══ Material shown ══

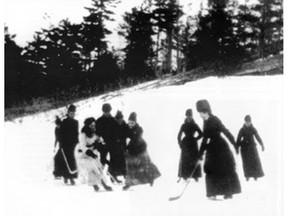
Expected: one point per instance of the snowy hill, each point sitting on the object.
(31, 190)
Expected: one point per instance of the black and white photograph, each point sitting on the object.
(144, 108)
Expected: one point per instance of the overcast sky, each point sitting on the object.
(24, 17)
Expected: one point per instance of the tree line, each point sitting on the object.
(74, 58)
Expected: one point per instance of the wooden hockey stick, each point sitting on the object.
(187, 183)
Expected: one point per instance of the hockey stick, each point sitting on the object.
(187, 183)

═══

• **Goal**: Write out each line of the data exactly; the images should be left out.

• **Output below**:
Expected: one point per instance of the snowy hill, each point sitting on the object.
(31, 190)
Expected: one point per instance of the black and white photograph, each point sitting on the object.
(144, 108)
Expected: one point per instance of the overcast sky, each point sitting on the object.
(24, 17)
Expected: one point per instance of the tree line, each point sitting on the object.
(74, 58)
Expected: one point per instance of the wooden hockey stick, each point sitting on the object.
(187, 183)
Expected: one point per instance of the hockey stick, each point sitting on the object.
(187, 183)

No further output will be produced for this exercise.